Digital Noise Cancellation 2

 

Simple Digital Filter Design

 

 

 

Presented by:

Dave L Moulton

 

 

 

 

Location:  Thales Acoustics Harrow UK

Date:  19-March-2003

 


Content

 

Lecture 16 was aimed at giving the class an introduction to the z-transform.

 

In this lecture I want to make use of the z-transform by showing how it features in the design of a very simple first order low pass filter. My approach will be to convert an analogue representation of the filter to a digital filter. 

 

I will show how the digital filter is represented as a z-domain algorithm and as a recurrence relationship.

 

The response of the filter will be created in excel and displayed as discrete time domain ‘input /output’ response curves.

 

I will first introduce a couple of mathematical design tools which are essential in making the transform from an analogue filter to a digital filter. These  tools are based on the mapping of the s-plane into the z-plane, resulting in what are known as a Bi-linear Transform and a Frequency Warping Transform.

++++

What to do
1: Print the stretch of the filter design lecture from "I will show" through "domain ‘input /output’ response curves.".
2: What type of filter does the filter design lecture use the z-transform to design?

++++

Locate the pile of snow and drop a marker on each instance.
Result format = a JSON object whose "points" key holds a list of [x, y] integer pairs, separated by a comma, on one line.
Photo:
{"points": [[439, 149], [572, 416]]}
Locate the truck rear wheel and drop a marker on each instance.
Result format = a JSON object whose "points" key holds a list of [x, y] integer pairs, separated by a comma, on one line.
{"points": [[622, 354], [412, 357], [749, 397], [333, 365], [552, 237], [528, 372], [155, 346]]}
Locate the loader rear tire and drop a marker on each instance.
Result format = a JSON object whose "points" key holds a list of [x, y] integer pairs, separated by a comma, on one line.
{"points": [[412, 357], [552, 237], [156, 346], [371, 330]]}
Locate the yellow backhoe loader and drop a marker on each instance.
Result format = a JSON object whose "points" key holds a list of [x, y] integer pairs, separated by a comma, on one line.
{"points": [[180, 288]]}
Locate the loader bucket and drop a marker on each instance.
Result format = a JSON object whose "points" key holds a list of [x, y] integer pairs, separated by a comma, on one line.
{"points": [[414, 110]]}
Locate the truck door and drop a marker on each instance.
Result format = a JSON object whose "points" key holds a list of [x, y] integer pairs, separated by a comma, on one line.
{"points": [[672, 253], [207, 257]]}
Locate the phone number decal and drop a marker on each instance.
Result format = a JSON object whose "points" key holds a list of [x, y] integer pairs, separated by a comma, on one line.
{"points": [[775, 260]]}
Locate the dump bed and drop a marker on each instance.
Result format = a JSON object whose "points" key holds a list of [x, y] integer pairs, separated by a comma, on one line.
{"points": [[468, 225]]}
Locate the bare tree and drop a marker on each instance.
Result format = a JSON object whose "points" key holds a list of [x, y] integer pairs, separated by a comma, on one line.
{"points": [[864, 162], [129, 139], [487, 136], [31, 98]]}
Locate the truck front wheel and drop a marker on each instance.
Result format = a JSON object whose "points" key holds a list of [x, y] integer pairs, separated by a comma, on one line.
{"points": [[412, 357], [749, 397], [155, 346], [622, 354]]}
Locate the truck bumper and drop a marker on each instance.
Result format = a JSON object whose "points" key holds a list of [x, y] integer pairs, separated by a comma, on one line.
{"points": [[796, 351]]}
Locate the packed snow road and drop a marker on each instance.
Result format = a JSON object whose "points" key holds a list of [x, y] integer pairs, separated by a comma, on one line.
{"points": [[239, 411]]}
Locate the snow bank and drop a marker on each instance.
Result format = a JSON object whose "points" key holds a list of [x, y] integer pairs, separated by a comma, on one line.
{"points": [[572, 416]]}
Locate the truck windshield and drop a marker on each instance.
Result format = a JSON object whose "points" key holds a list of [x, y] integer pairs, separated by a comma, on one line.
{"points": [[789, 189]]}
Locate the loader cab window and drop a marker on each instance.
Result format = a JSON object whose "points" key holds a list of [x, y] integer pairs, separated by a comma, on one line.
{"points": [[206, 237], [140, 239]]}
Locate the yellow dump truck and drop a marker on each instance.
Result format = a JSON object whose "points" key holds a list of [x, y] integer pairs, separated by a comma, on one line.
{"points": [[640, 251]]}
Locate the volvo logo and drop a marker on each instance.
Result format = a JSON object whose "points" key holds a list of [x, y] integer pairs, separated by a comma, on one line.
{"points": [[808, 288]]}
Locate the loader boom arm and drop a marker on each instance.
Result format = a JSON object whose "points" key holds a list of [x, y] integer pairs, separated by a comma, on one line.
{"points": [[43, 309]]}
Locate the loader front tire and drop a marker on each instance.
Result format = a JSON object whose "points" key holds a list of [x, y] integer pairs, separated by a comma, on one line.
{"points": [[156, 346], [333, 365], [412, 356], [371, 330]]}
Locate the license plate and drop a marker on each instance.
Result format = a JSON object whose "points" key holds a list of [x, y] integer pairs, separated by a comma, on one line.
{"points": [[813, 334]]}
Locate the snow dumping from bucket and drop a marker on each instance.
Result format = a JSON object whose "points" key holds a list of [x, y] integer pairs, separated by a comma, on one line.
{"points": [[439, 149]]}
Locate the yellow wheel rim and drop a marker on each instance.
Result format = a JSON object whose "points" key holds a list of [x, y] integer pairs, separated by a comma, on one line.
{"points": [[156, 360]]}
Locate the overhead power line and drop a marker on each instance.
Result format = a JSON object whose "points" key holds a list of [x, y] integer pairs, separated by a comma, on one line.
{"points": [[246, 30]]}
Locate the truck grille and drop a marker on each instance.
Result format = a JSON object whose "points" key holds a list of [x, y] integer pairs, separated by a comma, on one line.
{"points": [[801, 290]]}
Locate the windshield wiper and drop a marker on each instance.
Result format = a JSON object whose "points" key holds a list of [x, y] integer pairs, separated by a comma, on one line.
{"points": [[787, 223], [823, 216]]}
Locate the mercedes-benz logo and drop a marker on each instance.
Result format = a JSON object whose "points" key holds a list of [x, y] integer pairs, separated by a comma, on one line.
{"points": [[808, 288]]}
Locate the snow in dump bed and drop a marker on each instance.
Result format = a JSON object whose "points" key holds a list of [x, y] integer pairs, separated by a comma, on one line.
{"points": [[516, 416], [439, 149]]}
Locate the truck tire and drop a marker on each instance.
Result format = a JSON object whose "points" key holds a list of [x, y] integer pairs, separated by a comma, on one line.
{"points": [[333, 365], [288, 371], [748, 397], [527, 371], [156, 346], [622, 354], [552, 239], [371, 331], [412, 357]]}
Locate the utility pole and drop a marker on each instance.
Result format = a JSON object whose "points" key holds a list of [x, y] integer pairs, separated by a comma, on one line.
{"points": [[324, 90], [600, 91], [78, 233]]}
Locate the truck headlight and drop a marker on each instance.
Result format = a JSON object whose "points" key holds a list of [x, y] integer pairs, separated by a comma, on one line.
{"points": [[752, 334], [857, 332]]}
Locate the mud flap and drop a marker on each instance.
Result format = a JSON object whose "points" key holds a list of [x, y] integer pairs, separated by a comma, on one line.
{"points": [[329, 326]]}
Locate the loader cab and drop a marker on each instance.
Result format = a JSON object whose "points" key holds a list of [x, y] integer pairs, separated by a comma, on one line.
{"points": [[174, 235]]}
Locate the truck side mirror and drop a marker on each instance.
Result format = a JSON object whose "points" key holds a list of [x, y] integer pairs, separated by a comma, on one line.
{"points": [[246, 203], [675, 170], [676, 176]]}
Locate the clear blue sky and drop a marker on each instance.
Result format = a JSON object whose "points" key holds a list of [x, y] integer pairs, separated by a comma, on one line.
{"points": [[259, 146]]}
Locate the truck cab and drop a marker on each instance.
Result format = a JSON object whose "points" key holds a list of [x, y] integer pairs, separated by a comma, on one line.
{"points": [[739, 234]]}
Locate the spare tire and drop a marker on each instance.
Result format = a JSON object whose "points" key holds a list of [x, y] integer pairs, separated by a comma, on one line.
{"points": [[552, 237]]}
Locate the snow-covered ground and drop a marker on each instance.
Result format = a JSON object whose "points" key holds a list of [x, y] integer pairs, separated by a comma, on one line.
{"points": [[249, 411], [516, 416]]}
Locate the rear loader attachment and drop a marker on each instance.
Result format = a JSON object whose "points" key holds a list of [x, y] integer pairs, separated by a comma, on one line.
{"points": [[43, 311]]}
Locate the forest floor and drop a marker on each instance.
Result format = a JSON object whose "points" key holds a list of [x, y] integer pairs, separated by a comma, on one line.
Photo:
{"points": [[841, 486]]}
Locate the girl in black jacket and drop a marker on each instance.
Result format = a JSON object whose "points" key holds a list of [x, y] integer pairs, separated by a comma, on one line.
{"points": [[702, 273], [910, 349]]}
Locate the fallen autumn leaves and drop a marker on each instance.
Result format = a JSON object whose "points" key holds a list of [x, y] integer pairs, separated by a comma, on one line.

++++

Results in order
1:
I will show how the digital filter is represented as a z-domain algorithm and as a recurrence relationship.

 

The response of the filter will be created in excel and displayed as discrete time domain ‘input /output’ response curves.

2: A very simple first order low pass filter.